## Exercise prompt:
Transcribe the records that follow. Keep every word exactly, and drop the pictures.
---- Input records
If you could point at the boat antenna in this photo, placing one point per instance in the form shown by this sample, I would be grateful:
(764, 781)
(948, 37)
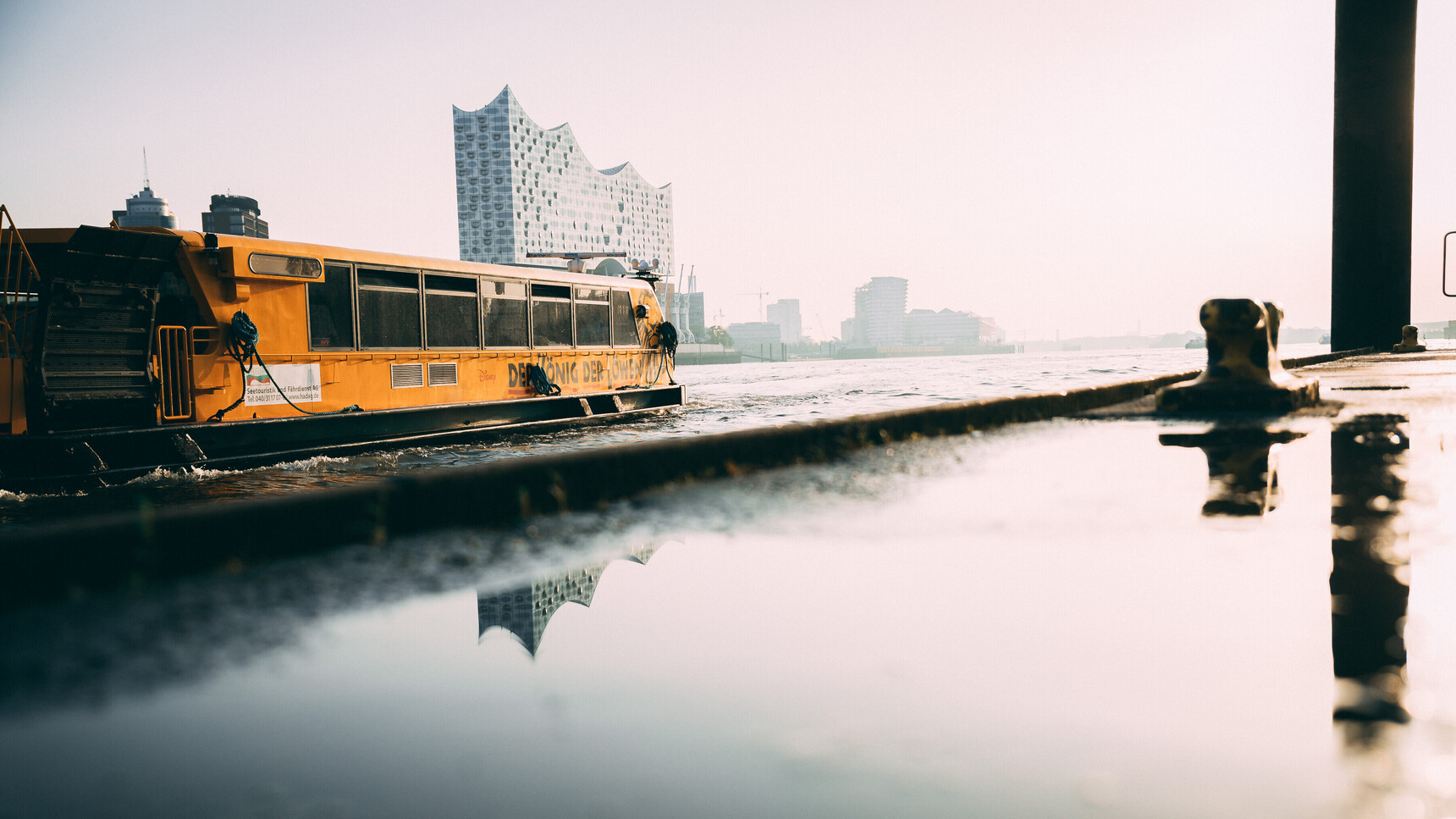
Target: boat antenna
(647, 270)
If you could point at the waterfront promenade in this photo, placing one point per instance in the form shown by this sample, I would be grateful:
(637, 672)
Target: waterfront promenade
(1072, 617)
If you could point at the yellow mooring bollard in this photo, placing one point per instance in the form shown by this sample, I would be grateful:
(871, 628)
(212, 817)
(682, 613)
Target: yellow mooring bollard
(1409, 341)
(1244, 369)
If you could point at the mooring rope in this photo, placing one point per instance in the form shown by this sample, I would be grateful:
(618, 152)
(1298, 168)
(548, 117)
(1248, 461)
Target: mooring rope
(242, 347)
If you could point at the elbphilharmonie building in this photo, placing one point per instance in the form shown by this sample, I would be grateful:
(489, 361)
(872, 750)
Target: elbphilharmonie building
(525, 188)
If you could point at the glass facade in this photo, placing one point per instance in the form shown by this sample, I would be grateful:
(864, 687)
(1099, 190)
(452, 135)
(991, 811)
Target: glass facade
(523, 188)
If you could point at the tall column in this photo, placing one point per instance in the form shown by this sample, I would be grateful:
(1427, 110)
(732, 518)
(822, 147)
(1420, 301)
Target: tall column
(1375, 95)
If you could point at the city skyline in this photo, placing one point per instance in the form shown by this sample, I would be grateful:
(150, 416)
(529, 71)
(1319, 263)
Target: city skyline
(1066, 168)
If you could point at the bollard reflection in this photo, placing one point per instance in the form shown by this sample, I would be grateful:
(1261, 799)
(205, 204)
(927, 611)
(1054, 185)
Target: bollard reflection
(1243, 468)
(526, 611)
(1369, 584)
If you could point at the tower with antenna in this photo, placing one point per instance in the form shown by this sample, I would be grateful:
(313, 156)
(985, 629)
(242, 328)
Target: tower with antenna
(145, 208)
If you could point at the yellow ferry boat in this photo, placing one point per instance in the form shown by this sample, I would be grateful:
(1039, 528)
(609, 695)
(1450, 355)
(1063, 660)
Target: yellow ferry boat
(124, 350)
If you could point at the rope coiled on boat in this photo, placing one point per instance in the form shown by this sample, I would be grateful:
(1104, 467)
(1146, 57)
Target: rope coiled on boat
(667, 343)
(538, 380)
(242, 347)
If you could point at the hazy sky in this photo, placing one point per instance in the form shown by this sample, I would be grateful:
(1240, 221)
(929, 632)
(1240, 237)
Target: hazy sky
(1062, 165)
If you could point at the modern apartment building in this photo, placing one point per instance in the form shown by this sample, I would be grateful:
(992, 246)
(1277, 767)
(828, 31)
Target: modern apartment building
(948, 327)
(880, 313)
(523, 188)
(234, 214)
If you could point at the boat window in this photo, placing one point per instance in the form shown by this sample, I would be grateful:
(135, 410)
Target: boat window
(389, 307)
(551, 315)
(452, 311)
(504, 307)
(593, 317)
(297, 267)
(331, 309)
(624, 324)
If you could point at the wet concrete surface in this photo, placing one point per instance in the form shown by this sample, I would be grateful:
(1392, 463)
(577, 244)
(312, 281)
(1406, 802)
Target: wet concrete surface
(1122, 617)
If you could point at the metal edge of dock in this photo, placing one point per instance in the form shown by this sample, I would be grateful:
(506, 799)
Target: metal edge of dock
(156, 542)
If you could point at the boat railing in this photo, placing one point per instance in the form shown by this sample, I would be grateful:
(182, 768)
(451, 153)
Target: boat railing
(19, 291)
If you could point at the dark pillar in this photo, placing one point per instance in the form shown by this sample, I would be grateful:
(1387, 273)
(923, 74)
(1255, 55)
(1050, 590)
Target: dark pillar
(1375, 95)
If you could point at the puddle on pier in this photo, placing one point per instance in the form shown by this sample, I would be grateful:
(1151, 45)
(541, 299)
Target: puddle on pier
(1063, 620)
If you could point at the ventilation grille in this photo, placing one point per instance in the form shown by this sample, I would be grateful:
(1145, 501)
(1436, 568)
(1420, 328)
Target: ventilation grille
(175, 368)
(443, 375)
(406, 375)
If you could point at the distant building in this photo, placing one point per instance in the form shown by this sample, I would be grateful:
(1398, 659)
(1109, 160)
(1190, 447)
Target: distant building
(785, 313)
(944, 327)
(750, 337)
(236, 216)
(880, 313)
(697, 315)
(146, 210)
(525, 188)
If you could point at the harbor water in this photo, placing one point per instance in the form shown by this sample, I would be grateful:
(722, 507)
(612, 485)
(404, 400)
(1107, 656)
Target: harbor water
(1045, 620)
(720, 396)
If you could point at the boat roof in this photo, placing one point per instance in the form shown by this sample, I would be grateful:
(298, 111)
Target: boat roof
(197, 240)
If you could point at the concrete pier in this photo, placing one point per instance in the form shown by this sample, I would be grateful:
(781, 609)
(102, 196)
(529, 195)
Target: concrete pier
(1375, 101)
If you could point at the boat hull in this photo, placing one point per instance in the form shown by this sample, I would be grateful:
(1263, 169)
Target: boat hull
(119, 455)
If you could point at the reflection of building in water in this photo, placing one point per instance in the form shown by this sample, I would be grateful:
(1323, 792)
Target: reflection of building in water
(1369, 584)
(526, 611)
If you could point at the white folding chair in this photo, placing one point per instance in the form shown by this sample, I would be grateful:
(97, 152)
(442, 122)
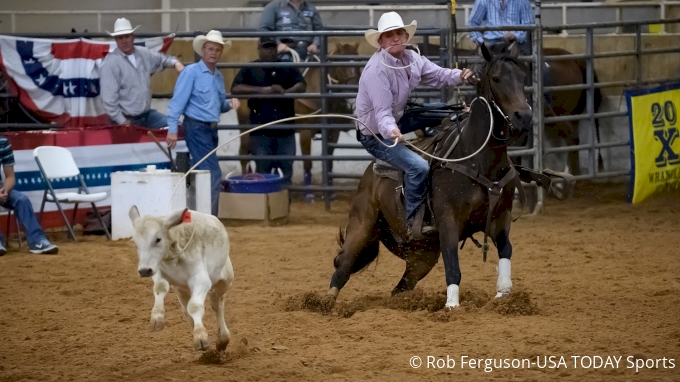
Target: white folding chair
(57, 162)
(9, 221)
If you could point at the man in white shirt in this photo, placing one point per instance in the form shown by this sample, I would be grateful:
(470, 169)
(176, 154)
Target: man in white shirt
(126, 79)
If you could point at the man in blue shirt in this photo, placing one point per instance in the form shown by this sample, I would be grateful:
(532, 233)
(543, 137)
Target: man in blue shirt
(494, 13)
(263, 110)
(199, 95)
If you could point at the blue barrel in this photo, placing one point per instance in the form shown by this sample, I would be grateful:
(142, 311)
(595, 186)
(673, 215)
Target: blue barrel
(253, 183)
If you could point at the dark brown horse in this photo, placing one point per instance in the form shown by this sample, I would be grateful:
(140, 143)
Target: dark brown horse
(304, 106)
(461, 204)
(557, 103)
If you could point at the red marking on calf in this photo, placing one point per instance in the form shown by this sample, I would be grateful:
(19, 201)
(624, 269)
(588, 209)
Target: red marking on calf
(186, 216)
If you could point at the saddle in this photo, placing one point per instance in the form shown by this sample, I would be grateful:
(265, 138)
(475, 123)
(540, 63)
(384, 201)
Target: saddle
(427, 121)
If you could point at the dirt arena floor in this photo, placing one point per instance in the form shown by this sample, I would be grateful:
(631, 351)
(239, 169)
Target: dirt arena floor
(593, 277)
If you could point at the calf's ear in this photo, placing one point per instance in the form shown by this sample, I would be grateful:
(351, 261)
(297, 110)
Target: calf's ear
(134, 213)
(174, 219)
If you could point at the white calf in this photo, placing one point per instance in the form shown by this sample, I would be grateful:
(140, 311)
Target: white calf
(190, 251)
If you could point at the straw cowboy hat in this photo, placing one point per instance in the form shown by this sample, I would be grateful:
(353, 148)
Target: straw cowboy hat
(389, 21)
(122, 26)
(212, 36)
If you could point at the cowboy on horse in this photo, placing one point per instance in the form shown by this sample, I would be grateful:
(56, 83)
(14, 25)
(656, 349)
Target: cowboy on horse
(389, 76)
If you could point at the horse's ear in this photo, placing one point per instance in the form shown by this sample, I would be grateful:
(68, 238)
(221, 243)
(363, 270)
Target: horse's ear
(485, 52)
(514, 50)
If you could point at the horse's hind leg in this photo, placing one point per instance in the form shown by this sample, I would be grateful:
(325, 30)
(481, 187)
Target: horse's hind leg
(359, 244)
(418, 265)
(502, 239)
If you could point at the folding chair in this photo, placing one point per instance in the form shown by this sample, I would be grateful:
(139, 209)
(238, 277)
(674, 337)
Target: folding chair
(57, 162)
(9, 220)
--------
## Solution for this problem:
If you could point at the boat antenna in this photo, placing one point per instance in the form shown by this sample, I would be grateful:
(764, 781)
(948, 37)
Target: boat antenna
(647, 270)
If you could point at the waterfront promenade in this photo, placing one point per instance in the form shown by this sample, I would be grateful:
(637, 672)
Target: waterfront promenade
(1072, 617)
If you could point at the yellow mooring bollard in this photo, placing one point per instance in the form shown by this sample, I would be grateful:
(871, 628)
(212, 817)
(682, 613)
Target: yellow mooring bollard
(1409, 341)
(1244, 369)
If you could point at the mooring rope in this photo, placing one point per instance in the form shown by this sample, I would be grateful:
(618, 152)
(1298, 168)
(548, 117)
(1248, 461)
Target: mooring rope
(242, 347)
If you could point at the elbphilharmonie building in this photo, placing one point per instance in the form shown by this sample, I would be grateful:
(489, 361)
(872, 750)
Target: elbphilharmonie building
(525, 188)
If you could point at the glass facade in this photo, placing one point per instance in the form shown by this sample, I would be grateful:
(864, 687)
(1099, 190)
(452, 135)
(991, 811)
Target: glass facade
(523, 188)
If you could point at the tall column in this photo, placing one point per instance in the form shown by this sample, I would be grateful:
(1427, 110)
(732, 518)
(822, 147)
(1420, 301)
Target: tall column
(1375, 95)
If you could point at the city skyline in this photo, placing one point per instance in the form shown by this sample, I would be grateful:
(150, 416)
(529, 71)
(1319, 263)
Target: city skyline
(1066, 168)
If you could point at the bollard reflection in this photo, placing one point per instance in the form shown by this sample, I would be grateful:
(1261, 799)
(205, 204)
(927, 611)
(1054, 185)
Target: bollard reflection
(1243, 468)
(526, 611)
(1369, 584)
If you could point at the tower with antenna in this photo, placing one point per instance in the form shown by this sample, I would be grateful:
(313, 156)
(985, 629)
(242, 328)
Target: tower with antenna
(145, 208)
If you could point at the yellow ferry boat in this photo, placing one point per instance in the form shown by this sample, I would be grateful:
(1039, 528)
(609, 695)
(1450, 355)
(1063, 660)
Target: yellow ferry boat
(124, 350)
If you could point at the rope coiled on boat in this photo, placing one point per instance in the form shown by this sample, I would be grateful:
(1104, 467)
(1146, 57)
Target: rope coiled on boat
(667, 343)
(538, 380)
(242, 347)
If you could point at the hazy sky in this photo, placing one point per instance in the form shown by this sample, I would be grateful:
(1240, 221)
(929, 632)
(1240, 237)
Target: hazy sky
(1062, 165)
If you could point at the modern apartment building in this photo, placing one point per instance in the form shown by this sample, I would be grateful:
(992, 246)
(1277, 767)
(828, 31)
Target: modern apartment building
(948, 327)
(880, 313)
(523, 188)
(234, 214)
If you could point at the boat window in this photo, placing one point per instance in the form shown by this sample, I would be grateful:
(135, 410)
Target: boat window
(389, 307)
(551, 315)
(452, 311)
(504, 307)
(593, 317)
(297, 267)
(331, 309)
(624, 324)
If you could point at the wet concrete surface in this photo, placing one point per instance in the form shown by this sample, I would be grateful:
(1392, 463)
(577, 244)
(312, 281)
(1406, 802)
Target: wet concrete surface
(1122, 617)
If you could point at the metal edge of dock in this photo, placing one point per instance in the form shown by this sample, I would be grateful:
(506, 799)
Target: metal edge of dock
(156, 542)
If you could point at the boat railing in this photo, placing one point per instance in the form shown by this sample, I would be grateful:
(182, 768)
(451, 153)
Target: boat railing
(19, 291)
If you could point at the dark pillar in this photo, placing one point per instance in the form shown by this sample, I would be grateful:
(1387, 273)
(923, 74)
(1255, 55)
(1050, 590)
Target: dark pillar
(1375, 95)
If you could point at the puddle on pier in this photo, placing one point per instance in the form shown by this sample, I would be grateful:
(1151, 45)
(541, 299)
Target: puddle on pier
(1063, 620)
If you could point at the ventilation grille in this photo, placing one point per instance in the form shown by this sample, I would be grateful:
(1145, 501)
(1436, 568)
(1420, 328)
Target: ventilation grille
(175, 368)
(443, 375)
(406, 375)
If you could point at the distant building in this photo, placing one point per instance in the form shown by this sample, I would be grateful:
(1398, 659)
(1109, 160)
(1190, 447)
Target: distant building
(785, 313)
(944, 327)
(750, 337)
(236, 216)
(880, 313)
(697, 315)
(146, 210)
(525, 188)
If you could point at the harbor water in this photo, placing one point per instance in the form shown by this sample, I would be grateful:
(722, 507)
(612, 485)
(404, 400)
(1107, 656)
Target: harbor water
(1045, 620)
(720, 396)
If you could point at the boat roof in this photo, placing one point per instance in the form shown by this sample, I would be grateful:
(298, 111)
Target: boat roof
(197, 240)
If you could point at the concrete pier in this photo, placing one point per instance in the form shown by this sample, I would be grateful:
(781, 609)
(102, 196)
(529, 195)
Target: concrete pier
(1375, 101)
If you could point at the boat hull in this photo, placing one point per instance in the form shown by this sample, I would be grateful:
(1263, 169)
Target: boat hull
(119, 455)
If you could point at the reflection of building in water in this photo, placing one point per instance in the form shown by this sample, I would be grateful:
(1323, 792)
Target: reflection of building in water
(1369, 584)
(526, 611)
If you could point at the white folding chair in this photo, placing one point per instance in the form shown by this sample, I would be grateful:
(97, 152)
(442, 122)
Target: white folding chair
(57, 162)
(9, 221)
If you could point at the man in white shirt in this photo, placing one point per instance in the form shown by this sample, I would be grateful:
(470, 169)
(176, 154)
Target: man in white shirt
(126, 79)
If you could point at the man in blue shirt in this photo, placing one point per instance in the form shown by this sample, I would be grateful:
(532, 233)
(543, 137)
Target: man in blue shirt
(494, 13)
(263, 110)
(199, 95)
If you could point at the blue barrel in this photo, placing one point per instance in the form shown by this sample, I would be grateful:
(142, 311)
(595, 186)
(673, 215)
Target: blue barrel
(253, 183)
If you could point at the dark brown horse in this photo, placing one point per instance in the form shown by this sample, I would be grateful:
(140, 143)
Target: dark brown horse
(304, 106)
(461, 204)
(557, 103)
If you could point at the red marking on calf in this photo, placing one point per instance in the form shown by this sample, I would be grateful:
(19, 201)
(624, 269)
(588, 209)
Target: red marking on calf
(186, 216)
If you could point at the saddle in this photo, placing one point per instance in the form shown by this sample, I would be grateful:
(265, 138)
(475, 123)
(540, 63)
(384, 201)
Target: saddle
(427, 121)
If you could point at the dirt arena floor in this photo, placing one point per instance in the form shown by this sample, I would be grateful:
(631, 351)
(239, 169)
Target: dirt arena floor
(593, 277)
If you could point at the calf's ear in this photo, placing one point per instance in the form shown by this sample, I would be grateful:
(351, 261)
(297, 110)
Target: calf's ear
(134, 213)
(174, 219)
If you could point at the white calf in this photo, placing one point per instance in the form shown by this sample, I would be grateful:
(140, 311)
Target: white calf
(190, 251)
If you could point at the straw cowboy hat in this photo, placing one point per instance in the form shown by this sample, I would be grateful:
(353, 148)
Target: straw cowboy hat
(389, 21)
(122, 26)
(212, 36)
If you could point at the cowboy on horse in this photo, placing one point per instance in the form shown by this sample, I would be grateful:
(56, 83)
(14, 25)
(656, 349)
Target: cowboy on horse
(389, 76)
If you could point at the horse's ear in this photo, placing one point per instance in the form shown by this sample, I would be grateful:
(68, 238)
(221, 243)
(363, 270)
Target: horse's ear
(485, 52)
(514, 50)
If you could point at the horse's hind leg in this photo, placing one point per instance in the form shown by this sample, I would be grateful:
(325, 30)
(481, 187)
Target: horse's hind leg
(359, 244)
(418, 265)
(502, 239)
If you could point at the folding chair in this photo, placing one point per instance in the form shown by this sample, I would be grateful:
(139, 209)
(238, 277)
(674, 337)
Target: folding chair
(57, 162)
(9, 220)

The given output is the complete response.